==== Input data

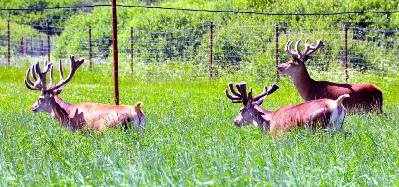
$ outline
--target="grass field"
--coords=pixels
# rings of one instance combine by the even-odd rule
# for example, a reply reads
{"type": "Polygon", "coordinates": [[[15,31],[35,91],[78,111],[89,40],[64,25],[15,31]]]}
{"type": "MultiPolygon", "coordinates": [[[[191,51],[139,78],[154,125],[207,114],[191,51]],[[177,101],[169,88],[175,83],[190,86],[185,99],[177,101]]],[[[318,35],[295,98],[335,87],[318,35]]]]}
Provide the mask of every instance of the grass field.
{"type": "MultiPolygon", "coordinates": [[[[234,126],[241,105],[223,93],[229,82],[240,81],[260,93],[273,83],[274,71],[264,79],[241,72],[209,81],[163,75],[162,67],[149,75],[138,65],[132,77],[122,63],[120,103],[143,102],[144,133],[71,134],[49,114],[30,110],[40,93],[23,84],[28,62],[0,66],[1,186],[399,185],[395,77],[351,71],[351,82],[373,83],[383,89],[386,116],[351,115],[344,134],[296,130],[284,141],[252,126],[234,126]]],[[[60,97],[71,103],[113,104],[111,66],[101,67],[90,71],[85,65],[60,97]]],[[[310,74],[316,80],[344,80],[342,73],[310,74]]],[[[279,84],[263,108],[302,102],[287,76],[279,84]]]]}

========
==== Input data

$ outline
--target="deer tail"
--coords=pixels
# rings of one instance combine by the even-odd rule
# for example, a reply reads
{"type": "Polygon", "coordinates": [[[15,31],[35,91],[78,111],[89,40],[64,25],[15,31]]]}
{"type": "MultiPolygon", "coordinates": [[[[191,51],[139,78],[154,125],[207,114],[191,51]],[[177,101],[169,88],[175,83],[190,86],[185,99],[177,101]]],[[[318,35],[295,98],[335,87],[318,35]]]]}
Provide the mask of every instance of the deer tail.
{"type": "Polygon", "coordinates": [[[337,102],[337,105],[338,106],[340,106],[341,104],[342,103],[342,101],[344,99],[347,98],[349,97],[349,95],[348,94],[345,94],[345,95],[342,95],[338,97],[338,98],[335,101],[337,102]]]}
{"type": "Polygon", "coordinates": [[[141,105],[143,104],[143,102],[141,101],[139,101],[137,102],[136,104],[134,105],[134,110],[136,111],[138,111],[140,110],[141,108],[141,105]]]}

========

Goal.
Pull out every line of the items above that contains the string "deer". Matches must agree in case.

Complete answer.
--target="deer tail"
Provide the mask of every instance of the deer tail.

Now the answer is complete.